WRITTEN REQUEST -> Give the entries below as a Markdown table with the columns "Row" and "Line," numbering each line and leaving out blank lines.

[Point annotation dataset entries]
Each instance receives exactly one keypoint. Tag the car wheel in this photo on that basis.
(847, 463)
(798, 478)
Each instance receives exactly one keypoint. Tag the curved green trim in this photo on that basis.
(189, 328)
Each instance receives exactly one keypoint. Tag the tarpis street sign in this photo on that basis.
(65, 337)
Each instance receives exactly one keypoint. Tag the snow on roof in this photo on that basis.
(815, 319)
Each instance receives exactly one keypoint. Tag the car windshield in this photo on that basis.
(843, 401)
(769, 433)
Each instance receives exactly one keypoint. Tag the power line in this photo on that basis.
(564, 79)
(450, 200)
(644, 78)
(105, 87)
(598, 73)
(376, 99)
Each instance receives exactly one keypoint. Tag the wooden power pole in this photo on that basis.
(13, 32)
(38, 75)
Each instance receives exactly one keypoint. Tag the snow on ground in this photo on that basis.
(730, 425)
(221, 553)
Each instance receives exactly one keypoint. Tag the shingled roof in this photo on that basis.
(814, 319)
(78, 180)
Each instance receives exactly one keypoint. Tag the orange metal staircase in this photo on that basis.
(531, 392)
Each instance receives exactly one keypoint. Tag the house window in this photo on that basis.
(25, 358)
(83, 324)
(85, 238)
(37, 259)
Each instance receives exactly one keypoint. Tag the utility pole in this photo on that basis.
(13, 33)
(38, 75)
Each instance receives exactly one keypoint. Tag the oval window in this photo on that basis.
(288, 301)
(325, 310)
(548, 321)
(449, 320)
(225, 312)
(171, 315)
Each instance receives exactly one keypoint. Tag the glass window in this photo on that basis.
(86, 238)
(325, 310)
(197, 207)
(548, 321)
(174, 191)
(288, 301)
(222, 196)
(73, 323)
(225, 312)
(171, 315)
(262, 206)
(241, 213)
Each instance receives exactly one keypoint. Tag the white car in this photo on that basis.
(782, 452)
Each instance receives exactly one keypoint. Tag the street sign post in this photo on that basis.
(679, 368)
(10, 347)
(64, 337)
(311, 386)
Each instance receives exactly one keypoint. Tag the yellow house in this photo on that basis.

ANSWER TO THE PROBLEM ->
| Row | Line |
|---|---|
| 1 | Each instance receives exactly one keypoint. Tag the car wheel in this photo on that basis. |
| 2 | (847, 463) |
| 3 | (798, 478) |
| 4 | Each instance receives exactly one keypoint. Tag the curved green trim in this photo on that basis. |
| 5 | (189, 328) |
| 6 | Each instance receives exactly one keypoint. Tag the tarpis street sign in this photo on that basis. |
| 7 | (65, 337) |
| 8 | Each instance receives exactly one keypoint. Tag the snow on roof in this photo on that basis. |
| 9 | (815, 319) |
| 10 | Each instance receives exactly one keypoint. Tag the car windshield in this photo on that basis. |
| 11 | (843, 401) |
| 12 | (769, 433) |
| 13 | Each instance receives exactly one keypoint. Tag the power line in this photo on that basis. |
| 14 | (564, 79) |
| 15 | (450, 200) |
| 16 | (644, 78) |
| 17 | (105, 87) |
| 18 | (598, 73) |
| 19 | (376, 99) |
| 20 | Each instance receives exactly one keypoint. Tag the wooden power pole in this photo on that basis. |
| 21 | (13, 32) |
| 22 | (38, 75) |
| 23 | Each instance receives exactly one keypoint. Tag the snow on ground in this photo on that basis. |
| 24 | (730, 425) |
| 25 | (221, 553) |
| 26 | Each instance receives exactly one keypoint. Tag the shingled roof in this photo on that basis. |
| 27 | (814, 319) |
| 28 | (78, 180) |
| 29 | Each instance receives exactly one keypoint. Tag the orange metal staircase in this photo on that basis. |
| 30 | (531, 392) |
| 31 | Each instance receives exactly one keypoint. Tag the house window in this photo on that basis. |
| 32 | (25, 358) |
| 33 | (83, 324) |
| 34 | (85, 238) |
| 35 | (37, 259) |
| 36 | Each instance receives exactly one keypoint. Tag the utility pole in this photo on that basis. |
| 37 | (13, 33) |
| 38 | (38, 75) |
| 39 | Each instance receives exactly one keypoint. Tag the oval window in this photo on that basis. |
| 40 | (288, 301) |
| 41 | (325, 310) |
| 42 | (548, 321) |
| 43 | (449, 320) |
| 44 | (225, 312) |
| 45 | (171, 315) |
| 46 | Each instance receives exactly one keypoint. Tag the glass window in this photo on that basis. |
| 47 | (86, 238) |
| 48 | (325, 310) |
| 49 | (197, 207) |
| 50 | (548, 321) |
| 51 | (174, 191) |
| 52 | (288, 301) |
| 53 | (222, 196) |
| 54 | (73, 323) |
| 55 | (225, 312) |
| 56 | (171, 315) |
| 57 | (262, 206) |
| 58 | (241, 213) |
| 59 | Each instance receives exactly one keypoint. Tag the white car in this photo on that basis. |
| 60 | (782, 452) |
| 61 | Each instance receives exactly one keypoint. Tag the street sign post in this photo on that basis. |
| 62 | (679, 368) |
| 63 | (10, 347) |
| 64 | (64, 337) |
| 65 | (311, 386) |
| 66 | Each instance receives exactly one keypoint. Tag the yellow house in this photo on that basis. |